Please return the section of the passage below on how The Atlantis Twins began, starting with "Picture this. A" and going on through "a ticking clock?", copied word for word.

Source passage =
--------
Writers are often asked, “Where do you get your ideas?” Usually, the answer is a mix of “I had a weird dream” or “I stared at a wall until my forehead hurt” or “I honestly have no clue.” But every once in a while, a story comes from somewhere completely unexpected. The Atlantis Twins is one of those stories. And the truth is, it never should have been about mermaids at all.

The Original Concept: A Thriller About Bros on a Boat

Picture this. A group of twenty-somethings on a ship in the middle of the ocean. Tensions running high. Secrets lurking beneath the surface. Maybe a mystery, maybe some danger, definitely some questionable life choices. It was supposed to be a thriller. Dark, suspenseful, maybe a little bit murder mystery adjacent. Think less “magical underwater kingdoms” and more “things go horribly wrong at sea.”

I had it all mapped out. The beats, the tension, the red herrings. It was going to be gritty and atmospheric. The kind of book where you’re not sure who to trust and everyone has something to hide. I was excited about it. I mean, what’s not to love about a confined setting with high stakes and a ticking clock?
--------
Entries taken from a collection:
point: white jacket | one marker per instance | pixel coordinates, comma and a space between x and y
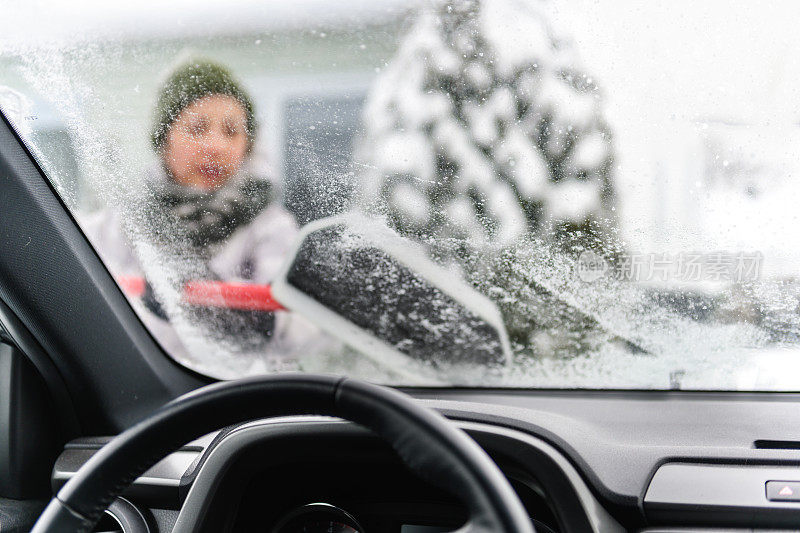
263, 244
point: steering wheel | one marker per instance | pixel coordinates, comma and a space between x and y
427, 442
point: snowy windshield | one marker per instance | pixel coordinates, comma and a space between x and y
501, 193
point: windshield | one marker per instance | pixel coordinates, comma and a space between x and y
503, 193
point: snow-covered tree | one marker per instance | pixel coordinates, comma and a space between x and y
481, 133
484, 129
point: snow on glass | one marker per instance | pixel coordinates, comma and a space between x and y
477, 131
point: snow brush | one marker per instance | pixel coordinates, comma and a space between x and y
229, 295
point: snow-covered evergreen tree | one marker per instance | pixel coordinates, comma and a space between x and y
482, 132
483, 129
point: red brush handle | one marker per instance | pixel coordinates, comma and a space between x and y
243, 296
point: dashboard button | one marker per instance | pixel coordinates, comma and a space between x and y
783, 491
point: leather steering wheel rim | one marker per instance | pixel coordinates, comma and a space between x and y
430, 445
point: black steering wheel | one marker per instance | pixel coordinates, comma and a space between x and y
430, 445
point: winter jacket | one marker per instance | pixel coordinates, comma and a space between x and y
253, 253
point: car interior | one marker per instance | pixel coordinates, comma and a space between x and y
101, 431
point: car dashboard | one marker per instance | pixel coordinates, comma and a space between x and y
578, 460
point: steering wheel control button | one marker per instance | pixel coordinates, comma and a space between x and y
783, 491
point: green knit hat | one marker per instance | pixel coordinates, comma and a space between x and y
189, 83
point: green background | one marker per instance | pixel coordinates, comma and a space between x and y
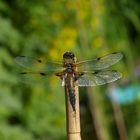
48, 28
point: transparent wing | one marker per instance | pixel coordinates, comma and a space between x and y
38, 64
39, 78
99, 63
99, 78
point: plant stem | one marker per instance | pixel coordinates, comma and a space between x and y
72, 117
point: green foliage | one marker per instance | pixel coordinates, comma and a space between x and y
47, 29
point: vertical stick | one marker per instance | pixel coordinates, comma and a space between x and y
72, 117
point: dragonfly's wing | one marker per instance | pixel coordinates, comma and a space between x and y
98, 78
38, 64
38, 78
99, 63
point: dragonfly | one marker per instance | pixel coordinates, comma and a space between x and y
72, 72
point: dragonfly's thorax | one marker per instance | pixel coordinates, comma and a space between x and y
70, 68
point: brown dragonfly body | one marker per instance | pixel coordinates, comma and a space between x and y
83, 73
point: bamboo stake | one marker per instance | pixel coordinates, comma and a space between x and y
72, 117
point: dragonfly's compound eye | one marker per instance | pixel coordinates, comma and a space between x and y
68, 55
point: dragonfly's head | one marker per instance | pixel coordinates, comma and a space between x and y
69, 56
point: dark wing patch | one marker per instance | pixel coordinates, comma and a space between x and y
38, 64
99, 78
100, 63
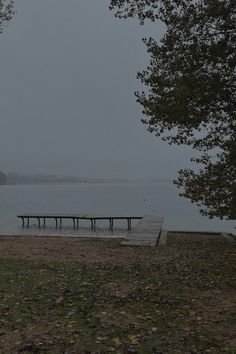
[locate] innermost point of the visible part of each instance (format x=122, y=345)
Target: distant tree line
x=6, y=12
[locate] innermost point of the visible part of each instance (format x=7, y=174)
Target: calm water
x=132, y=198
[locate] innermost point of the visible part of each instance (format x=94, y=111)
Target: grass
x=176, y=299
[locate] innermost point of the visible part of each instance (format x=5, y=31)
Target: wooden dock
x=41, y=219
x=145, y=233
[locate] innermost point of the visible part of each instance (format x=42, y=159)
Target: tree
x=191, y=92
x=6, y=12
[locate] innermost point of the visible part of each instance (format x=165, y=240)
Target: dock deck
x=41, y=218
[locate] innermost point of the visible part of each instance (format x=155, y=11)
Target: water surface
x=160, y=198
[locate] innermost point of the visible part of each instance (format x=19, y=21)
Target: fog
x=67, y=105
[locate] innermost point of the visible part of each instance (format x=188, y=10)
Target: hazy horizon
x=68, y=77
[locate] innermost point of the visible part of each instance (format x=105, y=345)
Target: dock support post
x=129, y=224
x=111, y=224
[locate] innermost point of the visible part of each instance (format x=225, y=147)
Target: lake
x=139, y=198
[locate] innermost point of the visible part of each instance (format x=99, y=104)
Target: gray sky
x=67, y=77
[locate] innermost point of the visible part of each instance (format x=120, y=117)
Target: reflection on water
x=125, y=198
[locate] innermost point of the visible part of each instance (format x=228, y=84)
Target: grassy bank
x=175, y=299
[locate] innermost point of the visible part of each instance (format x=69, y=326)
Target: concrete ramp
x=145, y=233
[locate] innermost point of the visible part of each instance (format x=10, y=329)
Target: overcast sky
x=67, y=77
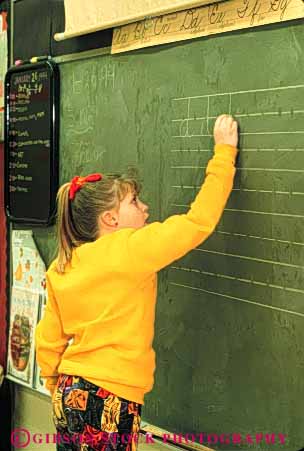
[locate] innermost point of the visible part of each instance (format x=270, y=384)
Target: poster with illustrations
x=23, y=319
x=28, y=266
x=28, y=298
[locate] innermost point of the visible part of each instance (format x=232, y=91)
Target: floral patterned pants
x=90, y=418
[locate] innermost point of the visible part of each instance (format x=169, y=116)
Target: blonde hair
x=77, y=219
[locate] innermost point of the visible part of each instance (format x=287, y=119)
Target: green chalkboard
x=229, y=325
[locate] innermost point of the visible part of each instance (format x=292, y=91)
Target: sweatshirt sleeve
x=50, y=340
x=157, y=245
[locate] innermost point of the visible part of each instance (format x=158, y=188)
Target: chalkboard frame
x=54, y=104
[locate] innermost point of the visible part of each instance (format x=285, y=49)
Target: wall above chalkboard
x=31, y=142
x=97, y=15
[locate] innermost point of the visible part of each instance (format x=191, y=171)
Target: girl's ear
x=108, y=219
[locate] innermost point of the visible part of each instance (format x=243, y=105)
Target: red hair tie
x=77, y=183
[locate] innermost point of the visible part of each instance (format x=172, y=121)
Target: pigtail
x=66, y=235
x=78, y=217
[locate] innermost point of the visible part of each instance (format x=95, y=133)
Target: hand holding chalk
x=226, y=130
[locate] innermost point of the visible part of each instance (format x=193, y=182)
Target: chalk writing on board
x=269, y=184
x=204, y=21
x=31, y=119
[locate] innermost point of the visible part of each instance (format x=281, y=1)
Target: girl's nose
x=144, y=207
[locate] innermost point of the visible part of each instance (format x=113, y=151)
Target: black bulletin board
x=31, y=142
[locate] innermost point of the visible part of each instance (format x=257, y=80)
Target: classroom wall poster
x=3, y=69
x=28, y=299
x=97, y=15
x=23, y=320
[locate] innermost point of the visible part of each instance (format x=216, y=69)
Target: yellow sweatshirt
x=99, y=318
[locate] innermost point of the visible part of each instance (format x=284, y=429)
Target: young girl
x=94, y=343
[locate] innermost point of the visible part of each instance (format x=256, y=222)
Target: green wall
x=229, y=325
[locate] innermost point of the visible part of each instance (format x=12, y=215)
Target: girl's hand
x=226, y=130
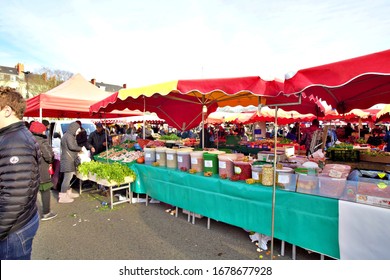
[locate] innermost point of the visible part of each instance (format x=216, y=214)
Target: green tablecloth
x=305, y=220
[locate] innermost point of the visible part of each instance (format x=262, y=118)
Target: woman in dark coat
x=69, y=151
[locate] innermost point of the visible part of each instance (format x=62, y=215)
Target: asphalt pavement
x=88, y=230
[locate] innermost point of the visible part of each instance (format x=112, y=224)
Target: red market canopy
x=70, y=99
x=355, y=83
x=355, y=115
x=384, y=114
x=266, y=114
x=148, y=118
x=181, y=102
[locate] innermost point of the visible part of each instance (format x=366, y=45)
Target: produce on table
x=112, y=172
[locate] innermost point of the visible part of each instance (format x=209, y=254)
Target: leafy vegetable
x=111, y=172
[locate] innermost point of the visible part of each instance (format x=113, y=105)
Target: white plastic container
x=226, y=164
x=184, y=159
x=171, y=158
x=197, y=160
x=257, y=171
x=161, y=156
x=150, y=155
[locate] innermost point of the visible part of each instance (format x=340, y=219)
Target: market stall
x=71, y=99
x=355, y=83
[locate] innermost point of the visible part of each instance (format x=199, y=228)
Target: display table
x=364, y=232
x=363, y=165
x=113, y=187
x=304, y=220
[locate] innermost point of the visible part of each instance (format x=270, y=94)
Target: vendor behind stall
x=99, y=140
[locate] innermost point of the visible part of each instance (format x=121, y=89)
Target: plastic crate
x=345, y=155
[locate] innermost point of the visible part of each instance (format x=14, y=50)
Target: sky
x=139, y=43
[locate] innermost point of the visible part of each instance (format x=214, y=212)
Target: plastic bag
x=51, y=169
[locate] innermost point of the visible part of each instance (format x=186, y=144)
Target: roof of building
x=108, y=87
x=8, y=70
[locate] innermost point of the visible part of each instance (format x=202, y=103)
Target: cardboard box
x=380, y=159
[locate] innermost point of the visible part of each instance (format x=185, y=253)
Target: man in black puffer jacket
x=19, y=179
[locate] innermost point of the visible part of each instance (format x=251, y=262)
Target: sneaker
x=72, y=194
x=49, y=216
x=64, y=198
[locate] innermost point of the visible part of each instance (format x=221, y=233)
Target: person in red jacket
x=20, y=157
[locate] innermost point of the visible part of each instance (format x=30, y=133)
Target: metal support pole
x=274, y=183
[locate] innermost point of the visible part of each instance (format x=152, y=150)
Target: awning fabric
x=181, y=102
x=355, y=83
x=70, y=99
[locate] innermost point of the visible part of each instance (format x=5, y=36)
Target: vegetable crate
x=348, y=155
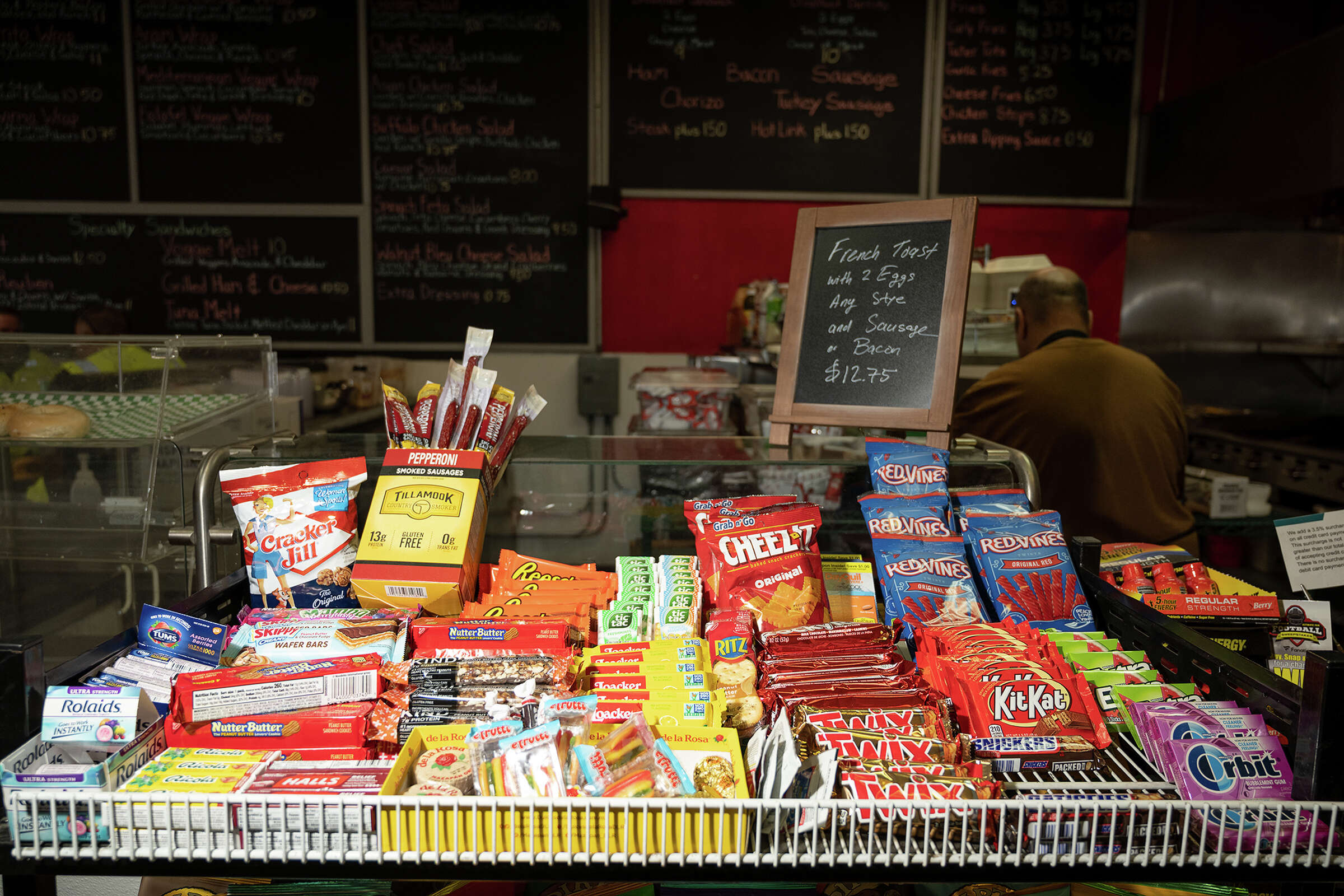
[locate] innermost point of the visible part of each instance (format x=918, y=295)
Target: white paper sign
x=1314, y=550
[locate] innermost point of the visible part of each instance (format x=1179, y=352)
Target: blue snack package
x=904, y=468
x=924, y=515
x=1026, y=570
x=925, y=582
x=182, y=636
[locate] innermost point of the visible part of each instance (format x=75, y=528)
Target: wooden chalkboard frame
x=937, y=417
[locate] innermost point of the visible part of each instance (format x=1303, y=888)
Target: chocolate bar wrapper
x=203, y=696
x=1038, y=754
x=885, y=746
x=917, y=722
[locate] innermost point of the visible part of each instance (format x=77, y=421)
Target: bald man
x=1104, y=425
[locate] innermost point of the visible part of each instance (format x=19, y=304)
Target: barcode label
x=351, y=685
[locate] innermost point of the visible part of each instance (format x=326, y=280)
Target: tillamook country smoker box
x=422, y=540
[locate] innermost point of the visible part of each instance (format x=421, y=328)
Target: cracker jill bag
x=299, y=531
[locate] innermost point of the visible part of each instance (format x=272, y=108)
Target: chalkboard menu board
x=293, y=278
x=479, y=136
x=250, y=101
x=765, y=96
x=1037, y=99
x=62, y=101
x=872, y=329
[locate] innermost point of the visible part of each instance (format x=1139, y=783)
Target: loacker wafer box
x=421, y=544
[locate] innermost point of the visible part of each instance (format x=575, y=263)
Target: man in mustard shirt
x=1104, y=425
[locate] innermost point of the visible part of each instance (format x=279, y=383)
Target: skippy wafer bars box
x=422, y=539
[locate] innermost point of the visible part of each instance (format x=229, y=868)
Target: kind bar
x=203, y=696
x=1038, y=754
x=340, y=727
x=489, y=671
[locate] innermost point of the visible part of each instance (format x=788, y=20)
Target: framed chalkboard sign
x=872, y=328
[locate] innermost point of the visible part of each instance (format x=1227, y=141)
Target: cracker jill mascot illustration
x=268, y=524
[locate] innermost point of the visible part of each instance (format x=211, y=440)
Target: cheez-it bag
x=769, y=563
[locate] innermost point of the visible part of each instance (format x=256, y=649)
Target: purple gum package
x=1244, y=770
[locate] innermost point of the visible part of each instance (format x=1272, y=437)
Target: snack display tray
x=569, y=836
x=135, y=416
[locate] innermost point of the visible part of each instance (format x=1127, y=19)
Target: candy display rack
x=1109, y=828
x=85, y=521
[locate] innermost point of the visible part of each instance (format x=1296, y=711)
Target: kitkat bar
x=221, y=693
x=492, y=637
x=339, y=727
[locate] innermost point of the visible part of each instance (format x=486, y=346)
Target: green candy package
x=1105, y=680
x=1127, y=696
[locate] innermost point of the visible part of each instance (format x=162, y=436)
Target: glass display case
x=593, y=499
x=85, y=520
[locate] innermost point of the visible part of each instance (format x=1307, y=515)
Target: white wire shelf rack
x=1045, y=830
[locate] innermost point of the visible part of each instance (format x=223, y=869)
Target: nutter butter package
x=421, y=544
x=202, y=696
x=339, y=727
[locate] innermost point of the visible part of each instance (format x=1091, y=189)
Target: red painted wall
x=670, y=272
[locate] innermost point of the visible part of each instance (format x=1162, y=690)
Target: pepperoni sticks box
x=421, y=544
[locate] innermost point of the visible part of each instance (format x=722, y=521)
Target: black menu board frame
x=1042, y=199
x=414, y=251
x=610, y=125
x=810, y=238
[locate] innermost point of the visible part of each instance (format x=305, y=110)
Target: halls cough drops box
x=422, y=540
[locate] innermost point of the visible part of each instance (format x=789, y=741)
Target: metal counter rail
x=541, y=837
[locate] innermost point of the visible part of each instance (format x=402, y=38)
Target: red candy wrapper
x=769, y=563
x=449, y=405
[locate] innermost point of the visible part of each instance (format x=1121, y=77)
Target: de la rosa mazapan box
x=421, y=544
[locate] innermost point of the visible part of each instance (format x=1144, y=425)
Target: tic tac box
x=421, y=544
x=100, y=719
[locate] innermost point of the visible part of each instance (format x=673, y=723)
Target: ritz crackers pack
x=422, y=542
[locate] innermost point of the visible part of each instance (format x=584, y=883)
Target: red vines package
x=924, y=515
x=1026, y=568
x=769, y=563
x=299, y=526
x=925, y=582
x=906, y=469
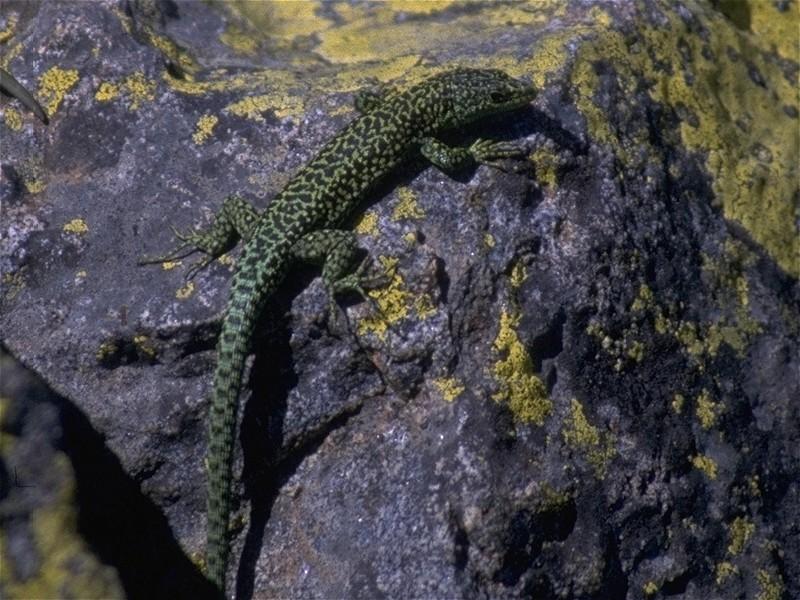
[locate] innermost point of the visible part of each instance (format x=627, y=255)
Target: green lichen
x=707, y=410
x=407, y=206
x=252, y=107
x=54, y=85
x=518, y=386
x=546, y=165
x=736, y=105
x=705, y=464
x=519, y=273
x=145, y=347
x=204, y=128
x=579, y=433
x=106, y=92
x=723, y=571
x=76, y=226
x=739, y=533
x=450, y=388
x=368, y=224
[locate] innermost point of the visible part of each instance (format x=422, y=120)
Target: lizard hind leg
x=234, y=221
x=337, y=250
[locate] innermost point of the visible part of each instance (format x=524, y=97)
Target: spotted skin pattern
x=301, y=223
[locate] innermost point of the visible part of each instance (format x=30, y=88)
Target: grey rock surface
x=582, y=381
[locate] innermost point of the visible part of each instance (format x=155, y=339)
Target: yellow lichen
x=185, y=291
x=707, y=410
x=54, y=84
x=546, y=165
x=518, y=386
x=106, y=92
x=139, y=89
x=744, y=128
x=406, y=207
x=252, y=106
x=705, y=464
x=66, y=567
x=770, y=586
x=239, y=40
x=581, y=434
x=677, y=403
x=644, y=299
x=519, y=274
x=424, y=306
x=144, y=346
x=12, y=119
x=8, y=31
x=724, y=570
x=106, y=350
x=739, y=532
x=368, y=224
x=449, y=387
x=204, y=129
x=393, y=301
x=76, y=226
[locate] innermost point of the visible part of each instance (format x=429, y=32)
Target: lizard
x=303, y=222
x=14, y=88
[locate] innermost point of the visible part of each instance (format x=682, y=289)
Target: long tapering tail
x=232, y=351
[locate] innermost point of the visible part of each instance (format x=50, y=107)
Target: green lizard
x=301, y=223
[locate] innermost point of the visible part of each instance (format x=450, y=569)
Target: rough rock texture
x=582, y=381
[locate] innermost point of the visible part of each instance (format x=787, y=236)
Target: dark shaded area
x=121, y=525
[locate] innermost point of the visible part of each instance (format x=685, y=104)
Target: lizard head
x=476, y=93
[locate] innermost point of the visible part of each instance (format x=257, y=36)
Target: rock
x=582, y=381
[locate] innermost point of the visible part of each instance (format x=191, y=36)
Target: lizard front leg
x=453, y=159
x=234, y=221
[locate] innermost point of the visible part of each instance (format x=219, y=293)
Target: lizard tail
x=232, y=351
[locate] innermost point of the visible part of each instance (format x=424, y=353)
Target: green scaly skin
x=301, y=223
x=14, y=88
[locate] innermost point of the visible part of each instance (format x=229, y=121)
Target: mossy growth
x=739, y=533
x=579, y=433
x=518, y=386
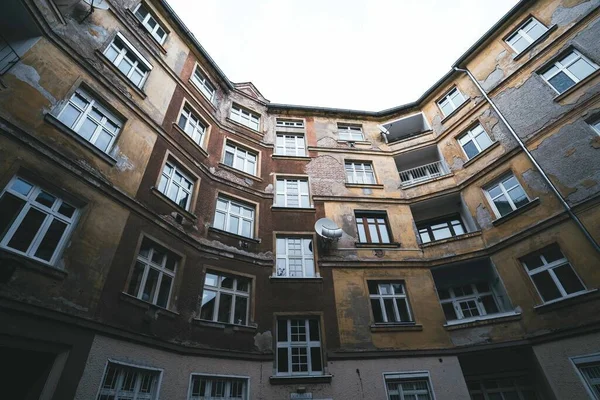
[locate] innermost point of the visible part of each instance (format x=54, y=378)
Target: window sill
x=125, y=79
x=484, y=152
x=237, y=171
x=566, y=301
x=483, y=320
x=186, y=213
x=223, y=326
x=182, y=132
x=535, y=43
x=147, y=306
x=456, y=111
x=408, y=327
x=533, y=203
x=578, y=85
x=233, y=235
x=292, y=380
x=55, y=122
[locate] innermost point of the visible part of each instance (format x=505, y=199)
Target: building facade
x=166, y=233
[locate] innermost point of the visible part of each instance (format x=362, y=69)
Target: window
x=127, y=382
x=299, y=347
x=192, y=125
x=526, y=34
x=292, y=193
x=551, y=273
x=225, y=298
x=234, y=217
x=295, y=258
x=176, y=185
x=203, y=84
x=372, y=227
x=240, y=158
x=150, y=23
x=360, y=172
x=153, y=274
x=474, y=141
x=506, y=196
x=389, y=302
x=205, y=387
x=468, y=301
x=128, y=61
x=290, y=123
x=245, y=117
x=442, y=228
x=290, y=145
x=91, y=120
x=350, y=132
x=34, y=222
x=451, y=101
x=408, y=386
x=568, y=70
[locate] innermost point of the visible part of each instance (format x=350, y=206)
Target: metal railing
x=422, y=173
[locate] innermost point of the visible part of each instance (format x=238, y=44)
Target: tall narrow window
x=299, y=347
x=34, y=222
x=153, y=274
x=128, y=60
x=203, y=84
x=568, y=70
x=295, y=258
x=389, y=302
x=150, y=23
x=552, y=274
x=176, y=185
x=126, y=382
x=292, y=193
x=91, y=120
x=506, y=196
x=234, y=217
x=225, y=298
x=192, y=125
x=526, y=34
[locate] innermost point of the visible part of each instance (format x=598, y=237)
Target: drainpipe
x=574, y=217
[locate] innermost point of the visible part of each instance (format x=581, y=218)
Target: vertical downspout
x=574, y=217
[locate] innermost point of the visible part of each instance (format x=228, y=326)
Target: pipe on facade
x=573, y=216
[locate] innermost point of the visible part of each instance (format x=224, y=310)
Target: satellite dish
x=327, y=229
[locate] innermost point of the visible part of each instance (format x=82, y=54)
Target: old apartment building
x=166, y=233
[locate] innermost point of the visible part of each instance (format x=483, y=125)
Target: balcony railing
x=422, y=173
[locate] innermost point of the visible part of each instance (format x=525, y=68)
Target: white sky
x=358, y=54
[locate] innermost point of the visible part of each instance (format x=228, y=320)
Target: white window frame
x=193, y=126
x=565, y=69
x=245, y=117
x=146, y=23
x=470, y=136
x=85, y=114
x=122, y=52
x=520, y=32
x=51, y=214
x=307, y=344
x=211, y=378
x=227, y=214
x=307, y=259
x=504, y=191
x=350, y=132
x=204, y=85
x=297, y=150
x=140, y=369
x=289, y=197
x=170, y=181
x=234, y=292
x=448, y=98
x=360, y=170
--------
Task answer =
Picture this. A group of twenty-somethings on a ship in the middle of the ocean. Tensions running high. Secrets lurking beneath the surface. Maybe a mystery, maybe some danger, definitely some questionable life choices. It was supposed to be a thriller. Dark, suspenseful, maybe a little bit murder mystery adjacent. Think less “magical underwater kingdoms” and more “things go horribly wrong at sea.”

I had it all mapped out. The beats, the tension, the red herrings. It was going to be gritty and atmospheric. The kind of book where you’re not sure who to trust and everyone has something to hide. I was excited about it. I mean, what’s not to love about a confined setting with high stakes and a ticking clock?